Excerpt provided:
For years I’ve been fascinated by our nighttime dreams and have researched the topic enough to know that, essentially, nobody knows much about what we dream or why we dream it. Still some theories ~ most of them stemming from psychological research ~ are more widely accepted than others.
Now, somebody’s really rocking the boat. Harvard psychiatrist and sleep researcher J. Allan Hobson contends the main function of rapid-eye-movement (REM) sleep ~ which is when dreaming usually occurs ~ is the brain warming its circuits in anticipation the sights and sounds of the coming day.
“It helps explain a lot of things, like why people forget so many dreams,” Hobson told the New York Times. “It’s like jogging ~ the body doesn’t remember every step, but it knows it has exercised. It has been tuned up. It’s the same idea here: dreams are tuning the mind for conscious awareness.”

Collected material:
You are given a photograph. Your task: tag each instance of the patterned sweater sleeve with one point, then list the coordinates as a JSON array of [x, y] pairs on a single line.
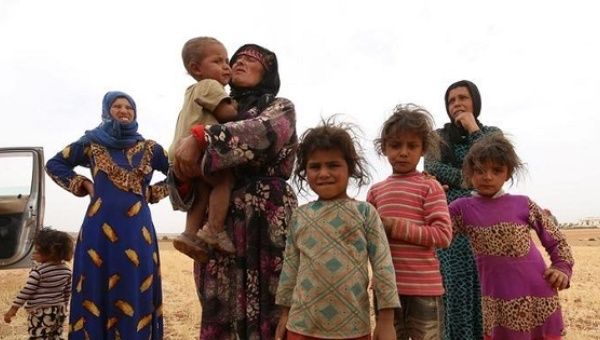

Assignment:
In the text about dreams, what activity does Hobson compare the mind's tuning during dreams to?

Your response:
Jogging.